_Tâches à réaliser_
a: Recopiez le passage de l'extrait sur Auger-Aliassime qui va de « À son retour » à « de la saison. », ces deux bornes comprises.
b: Résumez en deux phrases l'extrait sur Auger-Aliassime.
c: Prolongez l'extrait sur Auger-Aliassime au-delà de sa dernière phrase.

_Extrait choisi_
·····

Le Québécois admet qu’il dort beaucoup dernièrement, toutes les fois qu’il en a l’occasion. « Ça doit vouloir dire que je suis fatigué ! », s’exclame-t-il. « Je pense qu’il y a aussi une décompression émotionnelle. Ça, c’est bien, c’est important quand ça vient. Mais en même temps, en termes d’énergie, je ne me sens pas fatigué. Je récupère bien chaque fois entre les tournois. Mon corps va bien. »

À son retour d’Afrique, Auger-Aliassime envisage de passer quelques jours bien mérités au calme, à la maison. Puis, il reprendra l’entraînement avant de participer à la première édition de la World Tennis League, un tournoi d’exhibition qui aura lieu à Dubaï, du 19 au 24 décembre. Ce sera l’occasion pour lui de s’entraîner dans des conditions de chaleur avant de prendre la direction de l’Australie pour le premier Grand Chelem de la saison.

La saison 2023 promet. Les amateurs de tennis auront de grandes attentes à son endroit. Saura-t-il y répondre ?

·····

_Données du listing_
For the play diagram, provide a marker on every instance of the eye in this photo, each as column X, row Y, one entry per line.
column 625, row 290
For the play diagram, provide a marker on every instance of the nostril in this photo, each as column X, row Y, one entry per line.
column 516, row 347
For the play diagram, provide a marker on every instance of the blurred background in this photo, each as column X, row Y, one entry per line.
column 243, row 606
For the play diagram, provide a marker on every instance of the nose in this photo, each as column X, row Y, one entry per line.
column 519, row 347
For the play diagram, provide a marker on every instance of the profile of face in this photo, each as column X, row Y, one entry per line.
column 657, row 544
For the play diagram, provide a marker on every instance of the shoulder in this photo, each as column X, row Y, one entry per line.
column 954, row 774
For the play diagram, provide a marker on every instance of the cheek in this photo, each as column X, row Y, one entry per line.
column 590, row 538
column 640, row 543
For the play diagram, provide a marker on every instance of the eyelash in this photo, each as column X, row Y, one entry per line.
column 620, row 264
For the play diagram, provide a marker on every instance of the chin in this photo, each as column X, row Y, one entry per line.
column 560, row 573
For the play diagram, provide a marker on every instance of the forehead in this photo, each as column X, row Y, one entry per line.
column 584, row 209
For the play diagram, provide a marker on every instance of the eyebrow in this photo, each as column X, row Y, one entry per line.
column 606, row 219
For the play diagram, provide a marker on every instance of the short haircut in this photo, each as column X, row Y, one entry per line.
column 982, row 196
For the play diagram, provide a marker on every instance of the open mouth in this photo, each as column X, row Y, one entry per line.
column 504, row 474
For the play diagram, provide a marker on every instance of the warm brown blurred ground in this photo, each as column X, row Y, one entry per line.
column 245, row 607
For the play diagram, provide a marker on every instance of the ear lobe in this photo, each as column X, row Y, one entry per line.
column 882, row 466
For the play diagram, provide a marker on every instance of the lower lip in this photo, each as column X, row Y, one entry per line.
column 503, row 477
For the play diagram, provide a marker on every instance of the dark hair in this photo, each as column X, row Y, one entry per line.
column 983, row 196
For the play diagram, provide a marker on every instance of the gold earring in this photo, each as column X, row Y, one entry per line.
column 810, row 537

·····

_Résultats_
a:
À son retour d’Afrique, Auger-Aliassime envisage de passer quelques jours bien mérités au calme, à la maison. Puis, il reprendra l’entraînement avant de participer à la première édition de la World Tennis League, un tournoi d’exhibition qui aura lieu à Dubaï, du 19 au 24 décembre. Ce sera l’occasion pour lui de s’entraîner dans des conditions de chaleur avant de prendre la direction de l’Australie pour le premier Grand Chelem de la saison.

b: Auger-Aliassime dit beaucoup dormir ces derniers temps, ce qu'il relie à la fatigue et à une décompression émotionnelle, tout en assurant bien récupérer entre les tournois et ne pas manquer d'énergie. De retour d'Afrique, il prévoit quelques jours de repos à la maison, puis reprendra l'entraînement pour disputer la World Tennis League à Dubaï du 19 au 24 décembre, avant de partir en Australie pour le premier Grand Chelem de la saison.

c:
« J’aime bien la phrase de Billie Jean King, qui dit que la pression est un privilège, laisse-t-il tomber. […] Je préfère être dans la position où je suis en ce moment, où les gens s’attendent… Moi-même, en fait, je m’attends à faire de belles choses dès le prochain tournoi. »

Et puis, il aura toujours, au fond de lui, cette motivation supplémentaire de faire le plus de points possible. Pour les petits Togolais.

« Parfois, c’est difficile, je dois me pousser, mais il y a l’enfant qui doit marcher trois heures dans sa journée juste pour aller à l’école. Je me dis : allez, tu peux faire un effort et donner le meilleur de toi-même parce que ce que tu fais ici, ç’a un impact sur ces enfants-là. »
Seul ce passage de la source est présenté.